▶ _Exercise details_: Please copy all of the items below word for word, leaving the pictures out.

▶ _Stored rows_:
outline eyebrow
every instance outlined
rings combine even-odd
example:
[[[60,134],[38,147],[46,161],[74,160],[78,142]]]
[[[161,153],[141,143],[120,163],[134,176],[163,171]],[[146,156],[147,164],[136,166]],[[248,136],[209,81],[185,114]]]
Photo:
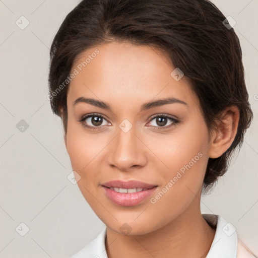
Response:
[[[90,104],[96,107],[103,108],[104,109],[112,110],[110,106],[109,106],[109,105],[108,104],[103,102],[103,101],[97,100],[94,99],[84,98],[84,97],[80,97],[76,100],[75,100],[73,103],[73,105],[74,106],[76,104],[81,102]],[[184,101],[183,101],[182,100],[180,100],[180,99],[178,99],[175,98],[167,98],[165,99],[155,100],[154,101],[150,101],[143,104],[141,107],[141,111],[146,110],[147,109],[150,109],[154,107],[163,106],[163,105],[173,104],[175,103],[182,104],[186,106],[188,106],[186,103],[185,103]]]

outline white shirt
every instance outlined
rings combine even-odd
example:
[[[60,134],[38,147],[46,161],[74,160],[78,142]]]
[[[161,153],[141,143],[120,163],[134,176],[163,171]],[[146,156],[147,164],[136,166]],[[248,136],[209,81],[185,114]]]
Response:
[[[236,229],[218,215],[202,214],[207,223],[216,228],[215,235],[206,258],[258,258],[242,243]],[[71,258],[108,258],[105,243],[106,228]]]

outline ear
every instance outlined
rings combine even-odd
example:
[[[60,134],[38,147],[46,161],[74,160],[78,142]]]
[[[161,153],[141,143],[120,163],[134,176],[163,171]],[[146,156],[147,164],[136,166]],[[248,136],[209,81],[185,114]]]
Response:
[[[220,157],[231,145],[237,132],[239,111],[235,106],[226,108],[221,114],[221,121],[218,123],[217,130],[213,134],[209,156]]]

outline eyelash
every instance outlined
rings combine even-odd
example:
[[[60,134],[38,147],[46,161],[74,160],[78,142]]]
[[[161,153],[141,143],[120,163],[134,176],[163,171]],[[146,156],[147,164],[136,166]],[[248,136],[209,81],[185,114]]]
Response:
[[[102,118],[104,118],[106,120],[107,120],[107,119],[105,118],[105,117],[103,115],[102,115],[100,114],[98,114],[97,113],[93,113],[92,114],[89,114],[88,115],[83,115],[81,117],[81,118],[78,120],[78,121],[80,122],[80,123],[81,123],[82,125],[84,127],[86,127],[90,130],[98,130],[101,127],[101,126],[92,126],[91,125],[87,125],[84,122],[85,120],[87,118],[88,118],[89,117],[91,117],[94,116],[97,116],[98,117],[101,117]],[[150,122],[151,122],[151,121],[154,120],[155,118],[156,118],[157,117],[163,117],[163,118],[168,118],[169,119],[171,120],[173,122],[171,124],[170,124],[169,125],[166,126],[150,126],[150,127],[155,127],[155,130],[168,129],[173,126],[175,126],[176,124],[179,123],[180,122],[179,120],[175,119],[174,118],[172,117],[172,116],[169,116],[168,115],[166,115],[165,114],[161,113],[161,114],[159,114],[158,115],[155,115],[152,116],[151,117],[150,117],[150,118],[149,119],[148,123],[149,123]]]

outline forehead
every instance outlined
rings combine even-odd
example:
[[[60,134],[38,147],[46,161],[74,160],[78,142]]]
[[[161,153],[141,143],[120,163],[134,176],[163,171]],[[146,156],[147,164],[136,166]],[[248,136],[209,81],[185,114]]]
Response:
[[[116,42],[88,49],[75,60],[68,102],[84,96],[135,105],[144,100],[172,97],[196,102],[185,77],[176,81],[176,68],[163,53],[149,46]]]

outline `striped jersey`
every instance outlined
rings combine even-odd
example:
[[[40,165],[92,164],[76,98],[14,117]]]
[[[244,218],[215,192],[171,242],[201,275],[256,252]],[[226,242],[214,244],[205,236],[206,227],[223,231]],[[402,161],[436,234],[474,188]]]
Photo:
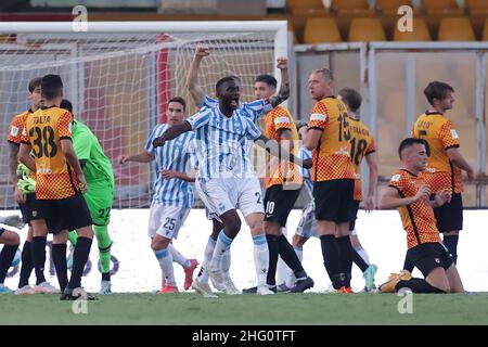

▶ _Exercise response_:
outline eyebrow
every instance outlined
rings combine even-odd
example:
[[[60,134],[38,147],[46,161],[74,160],[78,142]]]
[[[161,153],[141,143],[120,163],[134,176],[163,171]],[[146,156],[147,164],[136,166]],[[248,136],[209,81],[185,114]]]
Photo:
Response:
[[[90,104],[96,107],[103,108],[104,109],[112,110],[110,106],[109,106],[109,105],[108,104],[103,102],[103,101],[97,100],[94,99],[84,98],[84,97],[80,97],[76,100],[75,100],[73,103],[73,105],[74,106],[76,104],[81,102]],[[184,101],[183,101],[182,100],[180,100],[180,99],[178,99],[175,98],[167,98],[165,99],[155,100],[154,101],[150,101],[143,104],[141,107],[141,111],[146,110],[147,109],[150,109],[154,107],[163,106],[163,105],[173,104],[175,103],[182,104],[186,106],[188,106],[186,103],[185,103]]]

outline white shirt
every instance outlined
rings combine even-odd
example:
[[[60,134],[38,147],[46,161],[74,160],[78,142]]]
[[[161,153],[141,143],[120,163],[134,176],[163,171]],[[146,156],[147,164],[136,166]],[[248,136],[209,81],[185,114]]]
Response:
[[[236,229],[218,215],[202,214],[207,223],[216,228],[215,235],[206,258],[258,258],[242,243]],[[71,258],[108,258],[105,243],[106,228]]]

outline ear
every instance outlined
rings combine even-odd
example:
[[[60,134],[38,147],[46,161],[74,160],[78,142]]]
[[[161,153],[141,143],[120,163],[134,176],[163,171]],[[146,156],[147,164],[136,166]],[[248,136],[209,81],[185,114]]]
Response:
[[[220,157],[231,145],[237,132],[239,111],[235,106],[226,108],[221,114],[221,121],[218,123],[217,130],[213,134],[209,156]]]

outline eyelash
every instance outlined
rings combine even-odd
example:
[[[60,134],[38,147],[46,161],[74,160],[78,142]]]
[[[161,153],[141,143],[120,163],[134,176],[163,171]],[[146,156],[147,164],[136,166]],[[248,136],[209,81],[185,114]]]
Response:
[[[102,118],[104,118],[106,120],[107,120],[107,119],[105,118],[105,117],[103,115],[102,115],[100,114],[98,114],[97,113],[93,113],[92,114],[89,114],[88,115],[83,115],[81,117],[81,118],[78,120],[78,121],[80,122],[80,123],[81,123],[82,125],[84,127],[86,127],[90,130],[98,130],[101,127],[101,126],[92,126],[91,125],[87,125],[84,122],[85,120],[87,118],[88,118],[89,117],[91,117],[94,116],[97,116],[98,117],[101,117]],[[150,122],[151,122],[151,121],[154,120],[155,118],[156,118],[157,117],[163,117],[163,118],[168,118],[169,119],[171,120],[173,122],[171,124],[170,124],[169,125],[166,126],[150,126],[150,127],[155,127],[155,130],[168,129],[173,126],[175,126],[176,124],[179,123],[180,122],[179,120],[175,119],[174,118],[172,117],[172,116],[169,116],[168,115],[166,115],[165,114],[161,113],[161,114],[159,114],[158,115],[155,115],[152,116],[151,117],[150,117],[150,118],[149,119],[148,123],[149,123]]]

outline forehead
every instance outlined
rings combine even-odd
example:
[[[60,134],[38,147],[46,161],[74,160],[78,142]]]
[[[161,153],[141,143],[120,163],[134,176],[163,171]],[[146,156],[147,164],[136,166]],[[248,136],[209,81],[185,114]]]
Response:
[[[116,42],[88,49],[75,60],[68,102],[84,96],[135,105],[144,100],[172,97],[196,102],[185,77],[176,81],[176,68],[163,53],[149,46]]]

outline `striped jersey`
every instance outlined
rings combine even-odd
example:
[[[40,165],[92,164],[76,98],[14,117]]]
[[[244,218],[215,192],[171,242],[201,275],[256,252]],[[226,242],[214,244],[205,236],[206,227],[223,231]],[[402,161],[436,234],[474,188]]]
Photo:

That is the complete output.